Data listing
**********

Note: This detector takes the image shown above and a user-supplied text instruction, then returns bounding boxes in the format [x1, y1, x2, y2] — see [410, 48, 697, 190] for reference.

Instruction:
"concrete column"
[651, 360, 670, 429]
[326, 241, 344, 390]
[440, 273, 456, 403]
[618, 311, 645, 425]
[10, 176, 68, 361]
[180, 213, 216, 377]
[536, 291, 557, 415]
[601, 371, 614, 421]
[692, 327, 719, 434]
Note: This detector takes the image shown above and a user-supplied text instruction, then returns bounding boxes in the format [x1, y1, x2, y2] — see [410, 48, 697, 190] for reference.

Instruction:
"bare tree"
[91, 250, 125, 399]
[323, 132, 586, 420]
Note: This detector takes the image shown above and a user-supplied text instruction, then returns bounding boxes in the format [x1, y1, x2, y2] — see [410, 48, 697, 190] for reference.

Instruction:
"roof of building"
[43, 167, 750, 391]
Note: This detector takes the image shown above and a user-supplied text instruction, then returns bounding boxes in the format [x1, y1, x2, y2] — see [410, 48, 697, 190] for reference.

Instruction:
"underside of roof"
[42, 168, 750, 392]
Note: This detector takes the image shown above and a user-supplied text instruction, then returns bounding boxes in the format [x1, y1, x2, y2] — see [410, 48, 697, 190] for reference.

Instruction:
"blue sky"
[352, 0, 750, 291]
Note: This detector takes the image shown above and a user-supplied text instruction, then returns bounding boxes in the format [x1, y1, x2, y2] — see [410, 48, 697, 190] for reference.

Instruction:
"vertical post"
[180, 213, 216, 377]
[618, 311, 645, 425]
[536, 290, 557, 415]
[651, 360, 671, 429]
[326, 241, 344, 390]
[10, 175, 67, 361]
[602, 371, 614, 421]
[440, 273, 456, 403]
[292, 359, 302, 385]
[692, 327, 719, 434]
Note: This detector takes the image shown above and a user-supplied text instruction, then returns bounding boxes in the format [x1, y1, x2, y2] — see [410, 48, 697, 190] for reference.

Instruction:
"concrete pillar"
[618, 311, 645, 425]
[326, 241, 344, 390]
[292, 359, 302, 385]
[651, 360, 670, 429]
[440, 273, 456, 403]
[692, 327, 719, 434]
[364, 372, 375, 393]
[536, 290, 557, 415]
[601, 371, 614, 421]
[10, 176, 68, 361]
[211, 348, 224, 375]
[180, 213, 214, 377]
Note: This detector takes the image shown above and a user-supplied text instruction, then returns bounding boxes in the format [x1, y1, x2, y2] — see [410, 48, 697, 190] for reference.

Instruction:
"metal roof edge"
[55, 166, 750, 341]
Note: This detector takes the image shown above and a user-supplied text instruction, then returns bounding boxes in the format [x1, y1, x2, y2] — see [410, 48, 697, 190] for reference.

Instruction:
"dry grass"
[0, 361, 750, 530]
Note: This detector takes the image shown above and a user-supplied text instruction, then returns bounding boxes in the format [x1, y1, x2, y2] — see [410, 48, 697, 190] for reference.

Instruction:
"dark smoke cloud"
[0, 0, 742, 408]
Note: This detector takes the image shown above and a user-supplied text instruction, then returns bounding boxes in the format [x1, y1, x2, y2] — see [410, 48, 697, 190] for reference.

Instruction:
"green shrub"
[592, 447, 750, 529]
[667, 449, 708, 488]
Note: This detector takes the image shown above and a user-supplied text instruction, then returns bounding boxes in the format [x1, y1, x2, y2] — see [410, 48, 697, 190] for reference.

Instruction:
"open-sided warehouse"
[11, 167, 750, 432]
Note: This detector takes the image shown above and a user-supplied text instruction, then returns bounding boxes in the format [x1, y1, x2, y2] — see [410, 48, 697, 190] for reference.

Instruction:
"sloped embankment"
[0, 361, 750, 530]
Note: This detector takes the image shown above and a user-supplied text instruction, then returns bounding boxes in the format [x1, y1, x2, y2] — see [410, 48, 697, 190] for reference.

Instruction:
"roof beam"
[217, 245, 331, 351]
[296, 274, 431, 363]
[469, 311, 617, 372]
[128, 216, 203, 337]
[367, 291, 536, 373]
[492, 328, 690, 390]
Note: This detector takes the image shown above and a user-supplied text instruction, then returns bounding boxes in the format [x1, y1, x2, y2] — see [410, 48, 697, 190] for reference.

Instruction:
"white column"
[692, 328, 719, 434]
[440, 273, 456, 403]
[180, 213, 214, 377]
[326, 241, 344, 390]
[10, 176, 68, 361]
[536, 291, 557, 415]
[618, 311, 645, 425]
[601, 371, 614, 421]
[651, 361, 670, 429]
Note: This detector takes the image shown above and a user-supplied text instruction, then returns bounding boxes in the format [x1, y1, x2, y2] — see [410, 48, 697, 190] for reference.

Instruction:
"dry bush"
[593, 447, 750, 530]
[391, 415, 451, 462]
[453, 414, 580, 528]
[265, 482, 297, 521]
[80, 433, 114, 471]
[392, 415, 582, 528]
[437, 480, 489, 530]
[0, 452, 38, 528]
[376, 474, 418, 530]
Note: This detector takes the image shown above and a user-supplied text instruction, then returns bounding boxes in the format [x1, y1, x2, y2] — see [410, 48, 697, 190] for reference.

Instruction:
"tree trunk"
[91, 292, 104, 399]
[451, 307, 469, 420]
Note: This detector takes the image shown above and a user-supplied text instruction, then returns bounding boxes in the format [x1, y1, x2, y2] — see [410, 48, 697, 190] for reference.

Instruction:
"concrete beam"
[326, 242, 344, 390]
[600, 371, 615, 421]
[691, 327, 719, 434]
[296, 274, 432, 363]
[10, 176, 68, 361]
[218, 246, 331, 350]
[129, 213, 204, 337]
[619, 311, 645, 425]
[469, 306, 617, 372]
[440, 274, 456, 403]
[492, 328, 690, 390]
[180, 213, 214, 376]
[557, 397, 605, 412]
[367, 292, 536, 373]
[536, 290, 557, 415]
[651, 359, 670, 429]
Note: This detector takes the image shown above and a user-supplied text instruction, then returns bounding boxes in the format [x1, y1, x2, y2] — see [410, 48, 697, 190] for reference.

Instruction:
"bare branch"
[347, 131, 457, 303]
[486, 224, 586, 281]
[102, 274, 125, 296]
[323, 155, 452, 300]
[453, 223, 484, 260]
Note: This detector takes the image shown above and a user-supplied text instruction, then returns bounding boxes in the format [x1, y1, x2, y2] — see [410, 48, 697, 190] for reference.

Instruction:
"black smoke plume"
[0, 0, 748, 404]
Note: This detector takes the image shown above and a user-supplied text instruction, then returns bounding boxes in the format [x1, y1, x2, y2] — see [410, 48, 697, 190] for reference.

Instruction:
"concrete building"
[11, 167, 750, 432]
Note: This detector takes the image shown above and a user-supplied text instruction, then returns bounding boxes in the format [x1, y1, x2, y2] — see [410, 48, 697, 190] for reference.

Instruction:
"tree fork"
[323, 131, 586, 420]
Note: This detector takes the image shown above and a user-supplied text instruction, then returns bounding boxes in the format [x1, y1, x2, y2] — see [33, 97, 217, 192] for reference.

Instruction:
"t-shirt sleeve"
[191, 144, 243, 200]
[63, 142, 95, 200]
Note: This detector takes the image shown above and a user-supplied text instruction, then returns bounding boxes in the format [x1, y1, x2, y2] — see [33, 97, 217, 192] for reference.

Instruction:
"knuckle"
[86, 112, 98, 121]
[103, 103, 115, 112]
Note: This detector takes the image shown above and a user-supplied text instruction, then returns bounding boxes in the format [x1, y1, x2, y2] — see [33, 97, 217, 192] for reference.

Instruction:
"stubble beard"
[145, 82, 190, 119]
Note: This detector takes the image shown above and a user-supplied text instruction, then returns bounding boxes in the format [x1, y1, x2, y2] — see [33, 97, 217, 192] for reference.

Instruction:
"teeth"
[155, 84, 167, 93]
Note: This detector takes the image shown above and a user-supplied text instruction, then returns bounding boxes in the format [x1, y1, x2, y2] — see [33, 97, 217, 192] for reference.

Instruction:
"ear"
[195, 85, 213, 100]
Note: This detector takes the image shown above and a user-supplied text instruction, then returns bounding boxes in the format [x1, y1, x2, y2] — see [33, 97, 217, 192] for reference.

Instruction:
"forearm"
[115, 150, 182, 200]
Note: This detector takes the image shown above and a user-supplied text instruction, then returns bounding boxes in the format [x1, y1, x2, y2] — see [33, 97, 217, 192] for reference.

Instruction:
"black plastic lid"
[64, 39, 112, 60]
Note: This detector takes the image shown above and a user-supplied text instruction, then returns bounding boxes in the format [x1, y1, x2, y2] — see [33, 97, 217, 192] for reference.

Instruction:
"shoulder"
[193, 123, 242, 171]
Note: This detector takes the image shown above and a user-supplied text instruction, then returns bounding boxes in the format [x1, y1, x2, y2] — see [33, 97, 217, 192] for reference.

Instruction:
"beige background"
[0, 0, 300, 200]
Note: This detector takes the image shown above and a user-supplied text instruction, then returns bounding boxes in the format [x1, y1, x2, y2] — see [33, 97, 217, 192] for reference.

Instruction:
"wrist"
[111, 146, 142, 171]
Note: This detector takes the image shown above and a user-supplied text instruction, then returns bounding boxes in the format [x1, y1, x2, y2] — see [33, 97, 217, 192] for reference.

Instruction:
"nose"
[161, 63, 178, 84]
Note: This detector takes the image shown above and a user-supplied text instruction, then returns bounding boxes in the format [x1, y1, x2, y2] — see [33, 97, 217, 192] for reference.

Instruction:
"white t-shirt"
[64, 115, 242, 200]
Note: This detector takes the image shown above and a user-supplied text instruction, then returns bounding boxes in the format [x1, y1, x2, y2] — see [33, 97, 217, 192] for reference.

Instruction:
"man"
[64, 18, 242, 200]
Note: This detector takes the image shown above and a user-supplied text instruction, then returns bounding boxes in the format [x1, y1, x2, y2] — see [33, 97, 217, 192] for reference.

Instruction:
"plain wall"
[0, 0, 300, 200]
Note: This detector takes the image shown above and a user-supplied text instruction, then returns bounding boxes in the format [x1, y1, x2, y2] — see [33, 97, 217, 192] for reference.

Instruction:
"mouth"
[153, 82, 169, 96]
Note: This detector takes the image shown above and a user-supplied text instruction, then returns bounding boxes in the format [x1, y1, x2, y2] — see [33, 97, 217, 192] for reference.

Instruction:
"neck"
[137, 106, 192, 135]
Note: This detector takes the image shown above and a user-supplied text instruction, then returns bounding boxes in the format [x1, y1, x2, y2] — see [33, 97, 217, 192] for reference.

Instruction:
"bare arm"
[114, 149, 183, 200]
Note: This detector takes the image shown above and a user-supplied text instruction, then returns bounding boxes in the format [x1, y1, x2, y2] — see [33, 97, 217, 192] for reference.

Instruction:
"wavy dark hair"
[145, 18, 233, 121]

**********

TASK BRIEF | Write out again every line from the start of the records through the line that contains "[323, 132, 586, 420]", with that line included.

SOLUTION TO THE PROBLEM |
Note: This detector takes the image shown above and a user-supplied text instruction, then returns bounding boxes in the format [x1, y1, x2, y2] — see [410, 48, 697, 190] for reference.

Instruction:
"concrete column"
[651, 360, 670, 429]
[326, 241, 344, 390]
[440, 273, 456, 403]
[618, 311, 645, 425]
[10, 176, 68, 361]
[180, 213, 216, 377]
[536, 291, 557, 415]
[601, 371, 614, 421]
[692, 327, 719, 434]
Note: This detector takes the image shown above and a user-supplied text instruction, then returns bounding boxes in the format [x1, y1, x2, y2] — see [410, 48, 697, 190] for reference.

Instruction:
"bare tree"
[91, 250, 125, 399]
[323, 132, 586, 420]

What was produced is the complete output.